## BEGIN Excerpt

Eric Roston, Sheryl Tian Tong Lee, Bloomberg News on

Published in News & Features

Climate diplomats beginning work on the next report from the Intergovernmental Panel on Climate Change — the crucial assessment on global warming that helps shape policy for governments to companies — will meet in China this week without US officials.

U.S. government scientists participating in the IPCC’s global assessments were issued a stop-work order from the Trump administration, according to media reports late last week, and NASA’s chief scientist Kate Calvin, who holds a leadership role in the new report cycle, is no longer attending as a result, CNN said, citing a spokesperson from the space agency.

NASA, Calvin, the IPCC did not immediately respond to requests for comment.

The U.S. absence comes amid broader cuts to research funding and a retreat from climate diplomacy under the Trump administration, raising new questions on what the IPCC’s future might look like without U.S. leadership. The group’s assessments are widely viewed as the world’s most trusted source of information on climate change.

“Without the U.S., the IPCC fails,” said Benjamin Horton, director of the Earth Observatory of Singapore, who has contributed to past assessment reports. “The U.S. puts more money, more personnel, collects more data and runs more models for climate science than the rest of the world combined.”

About 18% of IPCC authors have been from the U.S., more than twice the next biggest national contributor, the U.K., according to a 2023 analysis by Carbon Brief.

 

The Feb. 24-28 meeting in Hangzhou will revolve around outlines and budgets for components of the IPCC’s seventh assessment report, which is expected to be released in 2029, and carbon removal and capture technologies. The reports summarize scientific consensus on the state of climate change, guiding policy decisions and negotiations.

## END Excerpt
## BEGIN Extracted data

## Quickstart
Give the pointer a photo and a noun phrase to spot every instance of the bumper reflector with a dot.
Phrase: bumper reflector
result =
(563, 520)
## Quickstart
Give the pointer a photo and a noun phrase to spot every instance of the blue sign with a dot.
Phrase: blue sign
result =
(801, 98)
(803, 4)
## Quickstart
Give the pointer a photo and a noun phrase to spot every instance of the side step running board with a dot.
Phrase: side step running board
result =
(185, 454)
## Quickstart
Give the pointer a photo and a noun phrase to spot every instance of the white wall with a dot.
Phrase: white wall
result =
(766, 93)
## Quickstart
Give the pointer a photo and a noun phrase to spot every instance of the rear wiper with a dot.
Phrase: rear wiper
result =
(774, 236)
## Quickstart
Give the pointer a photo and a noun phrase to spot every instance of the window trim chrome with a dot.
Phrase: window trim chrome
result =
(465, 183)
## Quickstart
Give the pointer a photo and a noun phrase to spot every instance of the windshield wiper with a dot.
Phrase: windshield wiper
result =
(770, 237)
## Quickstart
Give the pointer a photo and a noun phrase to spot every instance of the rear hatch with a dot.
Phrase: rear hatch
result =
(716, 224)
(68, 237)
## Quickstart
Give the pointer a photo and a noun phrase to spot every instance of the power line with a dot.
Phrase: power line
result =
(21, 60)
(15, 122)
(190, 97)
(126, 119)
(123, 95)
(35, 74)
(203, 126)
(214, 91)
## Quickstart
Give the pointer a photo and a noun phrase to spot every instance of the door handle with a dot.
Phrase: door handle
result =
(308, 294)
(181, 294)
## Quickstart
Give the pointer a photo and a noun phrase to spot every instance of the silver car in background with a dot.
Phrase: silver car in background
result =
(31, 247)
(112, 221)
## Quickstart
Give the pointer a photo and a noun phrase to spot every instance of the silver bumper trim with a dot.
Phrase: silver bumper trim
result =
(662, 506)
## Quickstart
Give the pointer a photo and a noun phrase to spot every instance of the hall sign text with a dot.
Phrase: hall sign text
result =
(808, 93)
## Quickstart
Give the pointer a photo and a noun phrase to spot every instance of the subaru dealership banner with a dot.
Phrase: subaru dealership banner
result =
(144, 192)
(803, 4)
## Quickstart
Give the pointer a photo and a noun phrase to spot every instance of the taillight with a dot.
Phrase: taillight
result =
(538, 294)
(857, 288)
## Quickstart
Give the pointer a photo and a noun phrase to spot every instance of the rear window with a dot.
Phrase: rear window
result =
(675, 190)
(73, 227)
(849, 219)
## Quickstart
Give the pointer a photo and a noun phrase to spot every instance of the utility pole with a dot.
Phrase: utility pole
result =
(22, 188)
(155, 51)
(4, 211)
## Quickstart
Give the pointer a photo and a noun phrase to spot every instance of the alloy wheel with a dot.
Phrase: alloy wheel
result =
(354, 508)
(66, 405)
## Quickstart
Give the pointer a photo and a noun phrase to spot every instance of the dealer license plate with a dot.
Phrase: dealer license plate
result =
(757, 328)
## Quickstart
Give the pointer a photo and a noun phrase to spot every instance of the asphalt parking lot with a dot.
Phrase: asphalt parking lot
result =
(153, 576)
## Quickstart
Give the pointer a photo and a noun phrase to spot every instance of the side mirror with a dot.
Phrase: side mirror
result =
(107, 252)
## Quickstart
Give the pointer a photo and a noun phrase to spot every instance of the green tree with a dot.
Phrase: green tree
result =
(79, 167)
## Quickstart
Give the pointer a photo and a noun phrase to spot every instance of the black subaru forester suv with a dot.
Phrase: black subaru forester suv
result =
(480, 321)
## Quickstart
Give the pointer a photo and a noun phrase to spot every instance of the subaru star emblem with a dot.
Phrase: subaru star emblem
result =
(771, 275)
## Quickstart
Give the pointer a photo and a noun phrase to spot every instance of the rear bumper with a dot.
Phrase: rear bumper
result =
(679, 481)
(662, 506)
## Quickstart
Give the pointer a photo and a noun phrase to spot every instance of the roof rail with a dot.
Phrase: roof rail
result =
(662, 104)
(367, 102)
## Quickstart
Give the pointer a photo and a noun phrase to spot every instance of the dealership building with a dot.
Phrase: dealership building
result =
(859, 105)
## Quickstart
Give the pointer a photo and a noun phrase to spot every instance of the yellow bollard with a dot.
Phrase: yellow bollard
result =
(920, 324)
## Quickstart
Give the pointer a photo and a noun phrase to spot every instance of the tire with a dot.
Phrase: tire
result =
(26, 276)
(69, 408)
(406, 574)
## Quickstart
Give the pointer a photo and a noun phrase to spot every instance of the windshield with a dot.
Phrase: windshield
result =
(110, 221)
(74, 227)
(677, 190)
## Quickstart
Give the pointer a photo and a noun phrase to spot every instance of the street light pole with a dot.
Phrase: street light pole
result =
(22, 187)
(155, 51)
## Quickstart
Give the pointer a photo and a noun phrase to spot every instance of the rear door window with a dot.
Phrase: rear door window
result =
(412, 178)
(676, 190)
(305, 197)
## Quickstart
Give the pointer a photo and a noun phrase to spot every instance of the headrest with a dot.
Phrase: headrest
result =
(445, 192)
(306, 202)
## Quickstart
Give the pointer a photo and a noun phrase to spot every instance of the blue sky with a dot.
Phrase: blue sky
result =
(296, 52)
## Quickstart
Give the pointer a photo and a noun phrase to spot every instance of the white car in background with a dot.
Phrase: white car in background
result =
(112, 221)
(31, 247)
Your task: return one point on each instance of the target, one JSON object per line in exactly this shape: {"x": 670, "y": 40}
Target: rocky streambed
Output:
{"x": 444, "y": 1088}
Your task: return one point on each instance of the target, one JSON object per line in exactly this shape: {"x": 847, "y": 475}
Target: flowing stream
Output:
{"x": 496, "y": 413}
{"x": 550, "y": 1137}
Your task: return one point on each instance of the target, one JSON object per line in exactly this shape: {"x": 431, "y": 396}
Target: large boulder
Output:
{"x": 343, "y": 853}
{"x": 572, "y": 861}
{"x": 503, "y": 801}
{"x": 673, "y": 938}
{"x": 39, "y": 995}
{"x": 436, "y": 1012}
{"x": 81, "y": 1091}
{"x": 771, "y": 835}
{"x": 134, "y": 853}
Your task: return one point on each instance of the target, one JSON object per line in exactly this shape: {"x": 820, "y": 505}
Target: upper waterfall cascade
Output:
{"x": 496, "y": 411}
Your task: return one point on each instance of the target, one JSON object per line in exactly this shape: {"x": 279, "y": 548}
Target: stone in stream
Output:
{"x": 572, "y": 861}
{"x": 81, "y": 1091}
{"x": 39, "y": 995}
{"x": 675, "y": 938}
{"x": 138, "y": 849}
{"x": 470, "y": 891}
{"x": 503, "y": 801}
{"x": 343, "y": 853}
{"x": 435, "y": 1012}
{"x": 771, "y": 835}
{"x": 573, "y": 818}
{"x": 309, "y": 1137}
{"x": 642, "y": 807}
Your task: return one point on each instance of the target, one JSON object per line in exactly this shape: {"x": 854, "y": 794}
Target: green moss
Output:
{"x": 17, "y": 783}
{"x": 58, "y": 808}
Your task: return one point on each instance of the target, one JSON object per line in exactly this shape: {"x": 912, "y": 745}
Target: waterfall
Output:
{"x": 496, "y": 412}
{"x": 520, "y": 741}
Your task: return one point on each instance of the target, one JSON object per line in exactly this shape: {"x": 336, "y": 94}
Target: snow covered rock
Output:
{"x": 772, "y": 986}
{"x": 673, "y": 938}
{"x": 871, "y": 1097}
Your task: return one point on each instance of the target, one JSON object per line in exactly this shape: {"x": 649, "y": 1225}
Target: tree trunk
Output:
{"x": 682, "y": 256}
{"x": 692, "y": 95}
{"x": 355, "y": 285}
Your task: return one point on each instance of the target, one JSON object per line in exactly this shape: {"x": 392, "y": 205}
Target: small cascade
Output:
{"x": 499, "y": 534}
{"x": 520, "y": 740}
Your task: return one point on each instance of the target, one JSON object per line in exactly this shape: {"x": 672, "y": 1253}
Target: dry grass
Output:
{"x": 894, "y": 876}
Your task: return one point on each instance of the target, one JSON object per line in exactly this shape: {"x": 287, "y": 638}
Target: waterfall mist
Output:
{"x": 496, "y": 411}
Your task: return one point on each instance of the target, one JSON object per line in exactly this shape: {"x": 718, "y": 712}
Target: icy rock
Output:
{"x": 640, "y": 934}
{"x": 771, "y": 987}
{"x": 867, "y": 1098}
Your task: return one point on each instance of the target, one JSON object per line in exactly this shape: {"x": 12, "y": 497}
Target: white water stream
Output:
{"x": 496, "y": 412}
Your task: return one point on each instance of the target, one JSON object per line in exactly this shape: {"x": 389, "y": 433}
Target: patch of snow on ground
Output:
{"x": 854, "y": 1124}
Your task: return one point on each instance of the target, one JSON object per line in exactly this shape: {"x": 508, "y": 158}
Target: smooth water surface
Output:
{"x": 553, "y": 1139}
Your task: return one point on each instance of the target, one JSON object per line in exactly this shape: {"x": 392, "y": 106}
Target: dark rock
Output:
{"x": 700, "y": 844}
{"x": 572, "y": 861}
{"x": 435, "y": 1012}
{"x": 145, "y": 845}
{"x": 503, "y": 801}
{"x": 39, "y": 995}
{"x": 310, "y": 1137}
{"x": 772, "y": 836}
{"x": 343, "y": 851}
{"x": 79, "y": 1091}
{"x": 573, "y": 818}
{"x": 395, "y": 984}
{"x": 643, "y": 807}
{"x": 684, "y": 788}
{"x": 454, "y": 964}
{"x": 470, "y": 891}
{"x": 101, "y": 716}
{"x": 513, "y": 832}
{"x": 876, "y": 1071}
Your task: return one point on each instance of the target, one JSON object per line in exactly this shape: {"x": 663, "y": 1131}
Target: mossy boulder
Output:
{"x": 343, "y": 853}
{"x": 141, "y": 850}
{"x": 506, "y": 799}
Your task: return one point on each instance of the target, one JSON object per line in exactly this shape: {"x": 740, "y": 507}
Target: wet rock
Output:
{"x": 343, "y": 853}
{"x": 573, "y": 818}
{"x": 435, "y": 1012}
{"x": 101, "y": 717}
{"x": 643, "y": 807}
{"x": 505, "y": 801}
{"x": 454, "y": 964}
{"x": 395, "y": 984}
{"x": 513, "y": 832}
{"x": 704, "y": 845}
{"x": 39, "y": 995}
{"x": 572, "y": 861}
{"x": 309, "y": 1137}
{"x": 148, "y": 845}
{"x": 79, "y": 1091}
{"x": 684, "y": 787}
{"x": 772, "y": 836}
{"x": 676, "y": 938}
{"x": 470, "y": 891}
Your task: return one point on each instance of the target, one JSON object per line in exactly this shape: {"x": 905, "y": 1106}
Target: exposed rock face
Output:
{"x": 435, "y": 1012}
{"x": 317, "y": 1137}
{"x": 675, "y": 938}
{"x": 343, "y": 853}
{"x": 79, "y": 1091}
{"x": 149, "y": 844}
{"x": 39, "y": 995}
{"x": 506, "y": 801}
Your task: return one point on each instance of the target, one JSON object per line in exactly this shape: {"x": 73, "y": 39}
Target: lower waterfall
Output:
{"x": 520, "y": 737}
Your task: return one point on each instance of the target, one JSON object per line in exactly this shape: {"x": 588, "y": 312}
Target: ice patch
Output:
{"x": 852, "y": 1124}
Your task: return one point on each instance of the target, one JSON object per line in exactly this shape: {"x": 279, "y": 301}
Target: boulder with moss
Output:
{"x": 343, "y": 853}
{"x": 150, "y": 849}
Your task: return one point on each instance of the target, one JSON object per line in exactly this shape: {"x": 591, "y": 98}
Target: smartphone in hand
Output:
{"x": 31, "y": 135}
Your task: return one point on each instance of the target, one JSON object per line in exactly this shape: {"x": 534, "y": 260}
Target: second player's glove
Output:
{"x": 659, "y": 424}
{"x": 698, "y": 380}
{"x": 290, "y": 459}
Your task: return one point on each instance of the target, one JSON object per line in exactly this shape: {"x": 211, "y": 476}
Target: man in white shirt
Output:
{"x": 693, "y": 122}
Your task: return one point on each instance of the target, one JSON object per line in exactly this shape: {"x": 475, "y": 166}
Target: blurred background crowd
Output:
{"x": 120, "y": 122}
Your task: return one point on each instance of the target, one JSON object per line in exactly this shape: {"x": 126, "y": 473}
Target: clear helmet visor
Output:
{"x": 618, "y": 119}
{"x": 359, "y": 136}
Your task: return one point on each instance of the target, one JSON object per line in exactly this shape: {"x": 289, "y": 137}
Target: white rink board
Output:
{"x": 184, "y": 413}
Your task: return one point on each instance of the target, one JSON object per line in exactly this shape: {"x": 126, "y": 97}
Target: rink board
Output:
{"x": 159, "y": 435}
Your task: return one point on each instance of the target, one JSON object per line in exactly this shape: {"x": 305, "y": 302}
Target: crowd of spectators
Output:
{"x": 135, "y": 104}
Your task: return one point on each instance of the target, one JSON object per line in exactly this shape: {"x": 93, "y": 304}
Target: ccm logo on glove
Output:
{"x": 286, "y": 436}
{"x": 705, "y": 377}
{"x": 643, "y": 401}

## END Extracted data

- **Instruction 1**: Collect every line of the entries that contains the word "yellow".
- **Instruction 2**: Carry on the news report about the IPCC meeting in China from the point where it stops.
The news report and the entries are separate, unrelated material.

- **Response 1**:
Give the pointer a photo and a noun phrase to spot every instance of the yellow bollard with a dot.
Phrase: yellow bollard

- **Response 2**:
It would be difficult to overstate the confidence the IPCC has in the vast basics of climate science and the influence of its findings in shaping global policy, business and investment. The world began a global charge towards net zero in 2018 after the panel published a special report on global temperatures.

The authoritative climate science body has now produced six assessments since its founding in 1988, each thousands of pages long. Over time the IPCC’s reports have become more confident and detailed on humankind’s contribution to the warming planet. In 1995 the IPCC agreed there was evidence of “a discernible human influence on global climate,” while in 2007 it found “warming of the climate system is unequivocal.” In 2021 they wrote: “It is unequivocal that human influence has warmed the atmosphere, ocean and land.”

Not every scientist thinks the IPCC's existence depends on the U.S. Detlef van Vuuren, a Utrecht University professor, climate researcher at PBL Netherlands Environmental Assessment Agency and a past IPCC contributor, said the group would survive if the U.S. decides to leave the organization for good, despite the country’s monumental role over the decades.

“It’s obviously highly problematic that a country that has contributed so much to IPCC, but also to global emissions, would decide that facts are not a good basis to inform climate policy,” he said.